→ Goal
Starting with the line that holds "spot the paved surface on pier", copy out each remaining line of the listing below, up to and including the last one, and include nothing else.

[Data excerpts start]

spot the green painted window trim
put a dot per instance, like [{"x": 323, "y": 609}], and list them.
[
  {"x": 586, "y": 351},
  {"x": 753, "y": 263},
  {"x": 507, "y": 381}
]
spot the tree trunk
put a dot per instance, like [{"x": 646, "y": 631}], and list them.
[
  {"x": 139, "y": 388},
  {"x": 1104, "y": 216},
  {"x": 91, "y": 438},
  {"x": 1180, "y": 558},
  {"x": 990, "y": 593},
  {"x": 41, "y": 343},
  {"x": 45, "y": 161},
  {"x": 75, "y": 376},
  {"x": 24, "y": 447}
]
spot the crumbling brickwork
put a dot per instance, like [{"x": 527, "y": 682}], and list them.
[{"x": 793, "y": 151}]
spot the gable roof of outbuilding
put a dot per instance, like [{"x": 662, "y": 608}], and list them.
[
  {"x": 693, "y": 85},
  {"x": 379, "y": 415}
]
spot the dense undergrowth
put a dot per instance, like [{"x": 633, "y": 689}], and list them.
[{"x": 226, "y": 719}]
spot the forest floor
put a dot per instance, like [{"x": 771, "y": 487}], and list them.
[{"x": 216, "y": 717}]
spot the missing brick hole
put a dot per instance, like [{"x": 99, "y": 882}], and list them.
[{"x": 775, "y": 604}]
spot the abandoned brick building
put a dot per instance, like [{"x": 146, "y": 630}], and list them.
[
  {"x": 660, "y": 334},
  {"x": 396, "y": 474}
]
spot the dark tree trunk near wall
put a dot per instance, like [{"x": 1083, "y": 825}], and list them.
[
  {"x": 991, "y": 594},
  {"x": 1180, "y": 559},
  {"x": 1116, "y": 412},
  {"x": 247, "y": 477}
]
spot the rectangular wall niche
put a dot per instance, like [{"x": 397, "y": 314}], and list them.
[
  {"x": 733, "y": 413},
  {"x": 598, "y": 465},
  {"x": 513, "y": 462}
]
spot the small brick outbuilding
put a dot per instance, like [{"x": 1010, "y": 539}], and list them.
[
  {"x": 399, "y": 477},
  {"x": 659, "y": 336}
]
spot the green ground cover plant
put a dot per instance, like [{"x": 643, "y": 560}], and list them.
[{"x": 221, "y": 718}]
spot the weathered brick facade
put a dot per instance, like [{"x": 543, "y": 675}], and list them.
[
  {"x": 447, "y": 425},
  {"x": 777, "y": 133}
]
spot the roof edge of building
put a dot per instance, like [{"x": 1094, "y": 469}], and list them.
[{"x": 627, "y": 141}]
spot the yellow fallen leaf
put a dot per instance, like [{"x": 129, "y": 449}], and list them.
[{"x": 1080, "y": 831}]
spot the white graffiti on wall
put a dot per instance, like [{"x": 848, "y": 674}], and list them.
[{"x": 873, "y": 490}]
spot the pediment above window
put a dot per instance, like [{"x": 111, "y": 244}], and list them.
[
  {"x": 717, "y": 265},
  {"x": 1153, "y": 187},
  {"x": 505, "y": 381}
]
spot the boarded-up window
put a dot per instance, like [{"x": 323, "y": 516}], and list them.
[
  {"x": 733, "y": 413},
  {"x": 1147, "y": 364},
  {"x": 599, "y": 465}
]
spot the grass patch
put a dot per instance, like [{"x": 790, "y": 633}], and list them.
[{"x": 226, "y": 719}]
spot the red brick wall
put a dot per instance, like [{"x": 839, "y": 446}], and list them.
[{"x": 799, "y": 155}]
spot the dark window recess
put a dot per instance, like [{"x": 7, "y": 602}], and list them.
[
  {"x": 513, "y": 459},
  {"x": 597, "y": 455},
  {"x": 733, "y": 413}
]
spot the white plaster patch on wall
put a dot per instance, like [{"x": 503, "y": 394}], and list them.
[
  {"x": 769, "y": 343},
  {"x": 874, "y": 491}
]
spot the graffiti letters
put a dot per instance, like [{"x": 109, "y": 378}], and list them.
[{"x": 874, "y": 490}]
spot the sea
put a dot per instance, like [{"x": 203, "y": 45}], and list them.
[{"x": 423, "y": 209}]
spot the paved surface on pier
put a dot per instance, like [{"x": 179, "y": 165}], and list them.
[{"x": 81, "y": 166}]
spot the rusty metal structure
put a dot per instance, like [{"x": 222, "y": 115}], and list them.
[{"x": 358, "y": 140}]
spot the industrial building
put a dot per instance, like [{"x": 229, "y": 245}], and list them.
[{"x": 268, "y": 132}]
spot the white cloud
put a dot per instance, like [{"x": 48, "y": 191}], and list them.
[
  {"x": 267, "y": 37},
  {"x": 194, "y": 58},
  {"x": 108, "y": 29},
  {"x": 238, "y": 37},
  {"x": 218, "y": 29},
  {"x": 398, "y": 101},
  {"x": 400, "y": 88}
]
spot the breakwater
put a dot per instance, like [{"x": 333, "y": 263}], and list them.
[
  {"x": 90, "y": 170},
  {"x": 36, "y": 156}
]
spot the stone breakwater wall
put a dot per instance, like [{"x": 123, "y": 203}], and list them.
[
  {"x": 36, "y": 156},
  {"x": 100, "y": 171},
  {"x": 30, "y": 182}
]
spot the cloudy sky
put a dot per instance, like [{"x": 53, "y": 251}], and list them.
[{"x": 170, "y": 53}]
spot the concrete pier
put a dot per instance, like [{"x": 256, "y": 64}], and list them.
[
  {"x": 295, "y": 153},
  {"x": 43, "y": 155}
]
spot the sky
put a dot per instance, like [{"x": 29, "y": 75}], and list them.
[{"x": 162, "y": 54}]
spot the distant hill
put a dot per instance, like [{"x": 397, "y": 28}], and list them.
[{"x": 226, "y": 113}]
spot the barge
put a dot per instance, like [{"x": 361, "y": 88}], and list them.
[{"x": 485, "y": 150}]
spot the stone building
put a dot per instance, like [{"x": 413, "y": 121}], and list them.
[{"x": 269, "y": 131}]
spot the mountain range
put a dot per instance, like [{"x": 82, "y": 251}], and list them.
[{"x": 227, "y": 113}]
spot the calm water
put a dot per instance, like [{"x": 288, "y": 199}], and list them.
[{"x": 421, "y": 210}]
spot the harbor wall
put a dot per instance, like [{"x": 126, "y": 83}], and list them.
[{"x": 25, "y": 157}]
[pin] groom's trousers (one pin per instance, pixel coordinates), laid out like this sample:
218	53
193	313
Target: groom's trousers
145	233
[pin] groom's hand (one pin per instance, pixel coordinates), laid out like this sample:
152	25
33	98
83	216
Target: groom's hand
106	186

[Data excerpts end]

→ Correct output
spot the paved surface on pier
put a dot per instance, like [{"x": 179, "y": 165}], and list them.
[{"x": 81, "y": 166}]
spot the rusty metal structure
put a dot per instance, like [{"x": 222, "y": 115}], and list them.
[{"x": 358, "y": 140}]
spot the industrial building
put a dot per instance, like [{"x": 229, "y": 245}], and list them.
[{"x": 268, "y": 132}]
spot the white cloud
put a dot per instance, like [{"x": 48, "y": 191}], and list them.
[
  {"x": 267, "y": 37},
  {"x": 194, "y": 58},
  {"x": 108, "y": 29},
  {"x": 238, "y": 37},
  {"x": 218, "y": 29},
  {"x": 398, "y": 101},
  {"x": 400, "y": 88}
]
spot the breakwater
put a dot per instance, like [{"x": 333, "y": 263}], and list them.
[
  {"x": 90, "y": 170},
  {"x": 36, "y": 156}
]
spot the stone breakwater wall
put a dot per instance, like [{"x": 123, "y": 203}], and list them.
[
  {"x": 36, "y": 156},
  {"x": 100, "y": 171},
  {"x": 30, "y": 182}
]
spot the cloudy sky
put a dot per instance, like [{"x": 53, "y": 251}], and list them.
[{"x": 170, "y": 53}]
spot the concrete pier
put a dot per instance, like [{"x": 256, "y": 64}], and list them.
[
  {"x": 295, "y": 153},
  {"x": 43, "y": 155}
]
spot the sky
put a dot per instance, like [{"x": 29, "y": 75}], and list them.
[{"x": 162, "y": 54}]
spot the distant hill
put a dot per instance, like [{"x": 397, "y": 28}], and list them.
[{"x": 226, "y": 113}]
spot the barge
put a dot per instance, like [{"x": 361, "y": 88}], and list them.
[{"x": 485, "y": 150}]
spot the stone building
put a dot per instance, like [{"x": 413, "y": 121}], and list them.
[{"x": 269, "y": 131}]
spot the mountain range
put a dot per instance, like [{"x": 82, "y": 251}], and list them.
[{"x": 227, "y": 113}]
spot the calm water
put a dot per instance, like [{"x": 288, "y": 199}], and list them.
[{"x": 421, "y": 210}]
spot the harbor wall
put a dot per instance, like [{"x": 126, "y": 83}], and list them.
[{"x": 25, "y": 157}]
[pin] groom's trousers (one pin per instance, pixel coordinates), laid out like this sample:
218	53
193	313
Target: groom's trousers
145	233
[pin] groom's hand (one pin per instance, pixel coordinates), laid out like this sample:
152	25
33	98
83	216
Target: groom's hand
106	186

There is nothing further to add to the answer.